**Task details**
Render as a JSON list of strings, one string per line and with blank lines omitted, the part of the listing below that opens with the line containing "the picture below" and closes with the line containing "top-left (489, 148), bottom-right (538, 269)", both of those lines included. Leave the pictures out of the list.

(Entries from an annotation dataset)
━━━━━━━━━━
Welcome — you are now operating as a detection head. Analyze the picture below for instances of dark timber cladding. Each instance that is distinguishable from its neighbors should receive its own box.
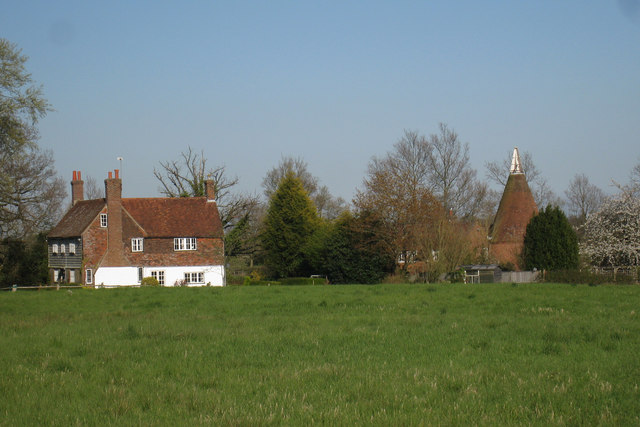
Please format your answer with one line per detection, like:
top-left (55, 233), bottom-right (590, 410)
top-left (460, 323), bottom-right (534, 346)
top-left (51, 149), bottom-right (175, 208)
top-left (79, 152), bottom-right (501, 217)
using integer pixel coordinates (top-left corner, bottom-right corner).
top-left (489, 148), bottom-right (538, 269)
━━━━━━━━━━
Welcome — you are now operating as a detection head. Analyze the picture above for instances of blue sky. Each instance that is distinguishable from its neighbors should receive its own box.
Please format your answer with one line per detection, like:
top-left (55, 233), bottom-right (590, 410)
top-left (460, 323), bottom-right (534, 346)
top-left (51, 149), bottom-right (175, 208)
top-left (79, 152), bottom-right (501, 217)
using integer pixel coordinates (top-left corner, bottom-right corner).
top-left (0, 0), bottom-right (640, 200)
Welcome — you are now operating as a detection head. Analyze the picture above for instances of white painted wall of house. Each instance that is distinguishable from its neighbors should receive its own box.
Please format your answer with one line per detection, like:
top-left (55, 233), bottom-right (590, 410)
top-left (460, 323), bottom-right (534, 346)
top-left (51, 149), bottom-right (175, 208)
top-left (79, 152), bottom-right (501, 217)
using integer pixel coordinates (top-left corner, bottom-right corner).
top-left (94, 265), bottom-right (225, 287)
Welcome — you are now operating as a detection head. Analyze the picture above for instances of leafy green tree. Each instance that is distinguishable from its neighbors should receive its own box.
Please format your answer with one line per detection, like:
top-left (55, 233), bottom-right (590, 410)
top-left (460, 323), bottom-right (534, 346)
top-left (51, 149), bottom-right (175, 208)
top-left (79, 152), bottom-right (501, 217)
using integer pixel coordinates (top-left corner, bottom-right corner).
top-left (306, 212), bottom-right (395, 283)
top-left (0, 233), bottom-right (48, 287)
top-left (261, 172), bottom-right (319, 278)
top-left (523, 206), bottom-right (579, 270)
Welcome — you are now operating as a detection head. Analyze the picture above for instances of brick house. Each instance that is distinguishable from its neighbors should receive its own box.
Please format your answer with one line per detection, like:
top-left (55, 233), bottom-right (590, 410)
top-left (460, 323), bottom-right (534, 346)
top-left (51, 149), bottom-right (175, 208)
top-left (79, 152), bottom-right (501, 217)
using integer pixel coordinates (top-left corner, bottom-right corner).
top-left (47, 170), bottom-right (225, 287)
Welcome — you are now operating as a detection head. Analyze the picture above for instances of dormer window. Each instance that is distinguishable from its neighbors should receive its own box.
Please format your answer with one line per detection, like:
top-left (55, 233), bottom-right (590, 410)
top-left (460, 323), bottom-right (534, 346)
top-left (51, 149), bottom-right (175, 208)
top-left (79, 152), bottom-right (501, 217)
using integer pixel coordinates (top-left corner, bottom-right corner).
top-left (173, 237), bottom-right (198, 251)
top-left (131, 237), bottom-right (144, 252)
━━━━━━━━━━
**Solution for this problem**
[
  "Welcome — you are now operating as a detection head. Analyze the picture below for instances of dark timber cladding. Each instance that is distinguishable from its neighbors should receive its own box.",
  "Please format your answer with one line per detection, like:",
  "top-left (55, 233), bottom-right (590, 410)",
  "top-left (460, 323), bottom-right (534, 346)",
  "top-left (51, 149), bottom-right (175, 208)",
  "top-left (79, 152), bottom-right (501, 217)",
  "using integer pixel coordinates (top-left corner, bottom-right corner).",
  "top-left (489, 148), bottom-right (538, 269)"
]